Brief A » Please list each reason the passage on vaccine fears gives for why some people objected to the vaccine in its final paragraph.
Brief B » Carry on the passage on vaccine fears from its last sentence.

Selected text »
In 1973, a British doctor called John Wilson gave a presentation at an academic conference in which he claimed that the pertussis component of DPT was causing seizures and brain damage in infants. The research was based on a small number of children, and it has since emerged that many of the children were misdiagnosed, and some hadn’t even received the DPT vaccine. Regardless, Wilson took his findings to the media, appearing on prime-time television in a program that contained harrowing images of sick children and claimed that a hundred British children suffered brain damage every year as a result of the DPT vaccine. Uptake of the DPT vaccine fell from around 80 percent at the beginning of the decade to just 31 percent by 1978. This was followed by a pertussis epidemic during 1978 and ’79, in which a hundred thousand cases of whooping cough were reported in England and Wales. It’s estimated that around six hundred children died in the outbreak.

Despite flaws in Wilson’s study, as well as a growing number of studies that found no evidence of the alleged link between DPT and brain damage, by the early eighties the fear had spread to America...

So the current epidemic of fear over the MMR vaccine is in many ways simply an extension of the vaccine anxiety that blossomed in the 1970s. But it didn’t start there. In fact, people have been worried about the safety of vaccines—and the motives of the people who make and sell them—since the discovery of the very first vaccine...

By 1820, millions of people had been vaccinated in Britain, Europe, and the United States, and the number of people dying from smallpox was cut in half.

Not everyone was impressed. There immediately arose some sporadic opposition to the vaccine. Objections were occasionally raised on religious grounds—to vaccinate oneself, some argued, was to question God’s divine plan. Others objected for economic reasons, or simply out of disgust at a vaccine derived from sick cows, coupled with distrust of the doctors who administered them. By 1800, Jenner was moved to defend his vaccine from detractors, writing “the feeble efforts of a few individuals to depreciate the new practice are sinking fast into contempt.” His optimism was misplaced...

Recorded information »
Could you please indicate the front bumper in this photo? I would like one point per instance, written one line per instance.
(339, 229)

Answer section A »
- Religious grounds (vaccinating oneself was seen as questioning God's divine plan)
- Economic reasons
- Disgust at a vaccine derived from sick cows
- Distrust of the doctors who administered the vaccine

Answer section B »
So vaccine anxiety was a side effect of the very first vaccine, and the symptoms have never quite cleared up. Perhaps the most remarkable thing about the long-standing unease about vaccines is how little the arguments have changed over the centuries. Jenner’s critics created elaborate cartoons depicting doctors as unfeeling monsters, intent on sacrificing innocent, helpless children. Twenty-first-century anti-vaccinationists write blog posts with titles like “Doctors want power to kill disabled babies.” Nineteenth-century activists claimed that the smallpox vaccine contained “poison of adders, the blood, entrails, and excretion of bats, toads and suckling whelps” and fought for their right to remain “pure and unpolluted.” The modern-day “green our vaccines” movement doesn’t go so far as to say vaccines contain entrails, but they still misconstrue vaccines as containing “toxins” including antifreeze, insect repellent, and spermicide. And, as Paul Offit has pointed out, the current concerns about MMR somehow causing autism are about as plausible, biologically speaking, as the claim, widely reported in the early 1800s, that the smallpox vaccine caused recipients to sprout horns, run about on all fours, and low and squint like cows.

And throughout it all, there have been theories alleging a vast international conspiracy to trump up the dangers of the diseases that vaccines, to hide the truth about vaccine side effects, and to ensure profits for Big Pharma and the government...

Thanks to a small but vocal minority of dedicated anti-vaccinists, the Internet is rife with conspiracy-laced misinformation urging us not to trust vaccines. Making matters worse, the media often portrays the controversy with a false sense of balance. Most parents have heard the claims about autism and vaccines, and, according to a recent study, merely reading anti-vaccine conspiracy theories can reduce parents’ willingness to have their children vaccinated.

The science is clear: Vaccines do not cause autism. But conspiracy theories erode our trust in science, allowing controversy to linger long after the questions have been settled.